##### RECORDS PROVIDED #####

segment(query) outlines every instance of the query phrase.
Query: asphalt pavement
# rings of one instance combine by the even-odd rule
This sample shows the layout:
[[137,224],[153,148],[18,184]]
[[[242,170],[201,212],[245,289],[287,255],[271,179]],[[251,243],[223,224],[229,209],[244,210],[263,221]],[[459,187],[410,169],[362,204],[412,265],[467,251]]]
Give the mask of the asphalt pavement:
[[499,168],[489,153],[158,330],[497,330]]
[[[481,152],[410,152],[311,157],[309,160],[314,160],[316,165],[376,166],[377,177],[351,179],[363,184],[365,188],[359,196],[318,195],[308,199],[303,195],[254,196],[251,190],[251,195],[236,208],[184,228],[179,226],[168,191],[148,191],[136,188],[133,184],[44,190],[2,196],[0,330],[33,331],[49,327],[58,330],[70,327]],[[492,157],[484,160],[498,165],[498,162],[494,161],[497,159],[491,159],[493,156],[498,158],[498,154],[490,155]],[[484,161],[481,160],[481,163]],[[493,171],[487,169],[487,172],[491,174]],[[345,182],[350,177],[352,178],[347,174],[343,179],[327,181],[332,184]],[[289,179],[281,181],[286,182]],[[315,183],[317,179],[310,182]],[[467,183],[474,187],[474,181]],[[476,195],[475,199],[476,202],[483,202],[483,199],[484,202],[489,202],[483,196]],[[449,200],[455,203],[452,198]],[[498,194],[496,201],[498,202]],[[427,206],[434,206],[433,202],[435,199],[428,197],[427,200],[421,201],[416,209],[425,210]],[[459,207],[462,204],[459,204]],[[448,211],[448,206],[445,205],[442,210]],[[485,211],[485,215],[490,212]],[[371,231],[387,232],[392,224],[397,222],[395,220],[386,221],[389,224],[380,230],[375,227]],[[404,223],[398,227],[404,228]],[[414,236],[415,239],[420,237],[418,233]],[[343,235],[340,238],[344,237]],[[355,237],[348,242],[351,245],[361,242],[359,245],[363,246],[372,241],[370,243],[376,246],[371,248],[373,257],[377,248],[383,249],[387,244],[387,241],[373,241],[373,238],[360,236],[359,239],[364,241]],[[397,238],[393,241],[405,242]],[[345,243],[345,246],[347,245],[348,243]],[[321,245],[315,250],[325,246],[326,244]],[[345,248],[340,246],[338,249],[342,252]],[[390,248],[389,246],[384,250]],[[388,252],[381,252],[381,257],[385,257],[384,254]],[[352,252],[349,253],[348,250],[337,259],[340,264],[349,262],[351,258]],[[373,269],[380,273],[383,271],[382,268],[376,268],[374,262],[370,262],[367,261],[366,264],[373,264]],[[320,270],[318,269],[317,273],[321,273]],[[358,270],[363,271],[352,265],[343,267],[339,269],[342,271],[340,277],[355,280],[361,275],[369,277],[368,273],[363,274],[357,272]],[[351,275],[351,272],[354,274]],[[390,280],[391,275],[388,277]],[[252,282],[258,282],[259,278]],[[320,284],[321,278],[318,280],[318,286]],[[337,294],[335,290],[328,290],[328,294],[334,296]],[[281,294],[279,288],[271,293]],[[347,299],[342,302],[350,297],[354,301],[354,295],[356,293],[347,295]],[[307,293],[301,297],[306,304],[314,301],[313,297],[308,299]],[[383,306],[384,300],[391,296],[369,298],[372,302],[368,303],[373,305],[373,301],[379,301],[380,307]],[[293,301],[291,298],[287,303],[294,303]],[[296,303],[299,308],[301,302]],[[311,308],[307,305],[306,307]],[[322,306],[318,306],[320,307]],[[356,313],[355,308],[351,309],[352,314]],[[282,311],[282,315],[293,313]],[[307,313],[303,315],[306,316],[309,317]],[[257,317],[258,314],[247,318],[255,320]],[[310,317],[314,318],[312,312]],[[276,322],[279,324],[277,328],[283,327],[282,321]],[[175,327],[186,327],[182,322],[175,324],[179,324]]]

#####

# [TASK ITEM]
Give back all the records exactly as they stand.

# [EXERCISE RESULT]
segment(query) outlines every instance of the query phrase.
Query: asphalt pavement
# rings of one instance combine by the even-odd rule
This sample shows the layout:
[[137,224],[153,148],[18,184]]
[[[242,170],[201,212],[245,289],[287,255],[271,179]],[[251,243],[223,224],[229,209],[244,210],[263,221]],[[459,187],[410,169],[362,204],[412,265],[467,251]]]
Give the mask of the asphalt pavement:
[[499,168],[489,153],[158,330],[497,330]]
[[[481,152],[410,152],[311,157],[309,160],[314,160],[316,165],[376,166],[377,177],[351,179],[363,184],[365,188],[359,196],[318,195],[308,199],[303,195],[254,196],[251,190],[251,195],[236,208],[184,228],[179,226],[168,191],[148,191],[136,188],[133,184],[44,190],[2,196],[0,330],[33,331],[49,327],[58,330],[70,327]],[[492,157],[484,160],[498,165],[498,162],[494,161],[497,159],[491,159],[493,156],[498,158],[498,154],[490,155]],[[484,161],[481,160],[481,163]],[[493,171],[487,169],[487,172],[491,174]],[[345,182],[350,177],[352,178],[347,174],[343,179],[327,181],[332,184]],[[289,179],[281,181],[286,182]],[[315,183],[317,179],[310,182]],[[467,183],[474,187],[474,181]],[[476,195],[475,199],[476,202],[483,202],[483,199],[484,202],[489,202],[483,196]],[[449,200],[455,203],[452,198]],[[498,194],[496,201],[498,202]],[[427,206],[434,206],[433,202],[435,199],[428,197],[427,200],[421,201],[416,209],[425,210]],[[459,207],[462,204],[459,204]],[[448,211],[448,206],[445,205],[442,210]],[[485,211],[485,215],[490,212]],[[371,231],[387,232],[392,224],[397,222],[395,220],[386,221],[389,224],[380,230],[375,227]],[[404,223],[398,227],[404,228]],[[414,236],[415,239],[420,237],[418,233]],[[343,235],[340,238],[344,237]],[[355,237],[348,242],[351,245],[361,242],[359,245],[363,246],[372,241],[370,243],[376,246],[371,248],[373,257],[377,248],[383,249],[387,244],[387,241],[373,241],[373,238],[360,236],[359,239],[364,241]],[[397,238],[393,241],[405,242]],[[345,243],[345,246],[347,245],[348,243]],[[321,245],[315,250],[325,246],[326,244]],[[345,248],[340,246],[338,249],[342,252]],[[390,248],[389,246],[384,250]],[[388,252],[381,252],[381,257],[385,257],[384,254]],[[352,252],[349,253],[348,250],[337,259],[340,264],[349,262],[351,258]],[[373,269],[380,273],[383,271],[382,268],[376,268],[374,262],[370,262],[367,261],[366,264],[373,264]],[[320,270],[318,269],[317,273],[321,273]],[[358,270],[363,271],[352,265],[343,267],[339,269],[342,271],[340,277],[355,280],[361,275],[369,277],[368,273],[363,274],[357,272]],[[351,275],[351,272],[354,274]],[[390,280],[391,275],[388,277]],[[252,282],[258,282],[259,278]],[[320,284],[321,278],[318,280],[318,286]],[[337,294],[335,290],[328,290],[328,294],[334,296]],[[281,294],[279,288],[271,293]],[[347,299],[342,302],[350,297],[354,301],[354,295],[356,293],[347,295]],[[307,293],[301,297],[306,304],[314,301],[313,297],[308,299]],[[383,306],[384,300],[391,296],[369,298],[372,302],[368,303],[373,305],[373,301],[379,301],[380,307]],[[293,301],[291,298],[287,303],[294,303]],[[296,303],[299,308],[301,302]],[[311,308],[307,305],[306,307]],[[322,306],[318,306],[320,307]],[[356,313],[355,308],[351,309],[352,314]],[[282,311],[282,315],[293,313]],[[307,313],[303,315],[306,316],[309,317]],[[257,317],[258,314],[247,318],[255,320]],[[310,317],[314,318],[312,312]],[[276,322],[279,324],[277,328],[283,327],[282,321]],[[175,327],[186,327],[182,322],[175,324],[179,324]]]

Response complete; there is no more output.